_REQUESTS_:
a: In the sermon, what does the preacher say caused the transformers to explode?
b: Write the next part of the sermon, picking up after the preacher sits beside the candles waiting for the power to return.

_EXCERPT TO READ_:
>> Start

Isaiah
11: 1-10
Matthew
3: 1-12
December
8, 2013
Preached at Prescott
Baptist Church
It is the second Sunday of Advent and we are waiting,
actively preparing our hearts and our lives to be mangers, birth places (once
again) for the Christ-child. We have so much hope for a better world, a world
where the poor will be noticed and fed, where the meek will receive power, a
world where all creation will be redeemed.
Both of our texts today, Old Testament and New Testament,
take us into the wilderness. The prophet Isaiah shares a vision of a wild place
where the predator lies down beside its prey.
Our Gospel text in Matthew
invites us out into the wilderness with that outrageous John the Baptist where
he gathers in and baptizes the crowds, telling them about one who is to come,
one who will lead us all out of the wilderness, one who will redeem the world
and everything in it.
“A shoot shall come out from the stump of Jesse…” Isaiah
tells us.
“Prepare the way of the Lord!” John shouts. “I baptize you
with water but he will baptize you with the Holy Spirit…”
The power has gone out at my house the last two days. The
ice has over-stressed the transformers and they have exploded with sonic booms.
Suddenly the lights go out, the computer
shuts down and the heat is off. Darkness surrounds us. The cold settles in
quickly. And we are in a wilderness experience. Lost and wandering. What can you do without
power?
I stood in the middle of our street and talked with our
neighbors, Jeannie and Phil. We were bundled up against the cold: coats,
scarves, gloves and hats on our heads. I looked down the street and saw
darkness in every house to the east and to the west. It’s frightening to me-
how dependent we are on Memphis Light Gas and Water. I lit candles in the house
and sat beside them—waiting for the power to return.

>> End

_RECORDED DATA_:
>> Start

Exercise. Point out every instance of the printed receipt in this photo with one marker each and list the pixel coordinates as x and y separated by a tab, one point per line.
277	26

>> End

_OUTPUTS BY TASK_:
a: The ice over-stressed them.

b:
This season of Advent is a time to acknowledge our
powerlessness and our need for a savior. There will be no place for a Messiah
to be born if we are not able to humbly repent and prepare a place for his
birth in our lives.
I was baptized at the age of fourteen at First Church of the
Nazarene in Nashville, TN. I was one of about ten adolescents in line that
Sunday evening. I walked down three
concrete steps into a baptismal pool. Dr. Ted Martin was the pastor who tilted
me back across his arm and submerged me under the water. I hoped my red plaid
jumper would not float to the surface. I also hoped that the water of that
baptismal pool would wash away my sin, my fears and give me a whole new life. I walked
up the steps on the other side of that pool and went right back into the life I
knew. I was the same person after I was baptized; my identity had not changed
and I was not given power over my own human impulses and frailties. Baptism
didn’t change who I was. But it did name clearly who I belonged to and who I
could turn to for the gifts I needed for a life that mattered: courage, faith and hope.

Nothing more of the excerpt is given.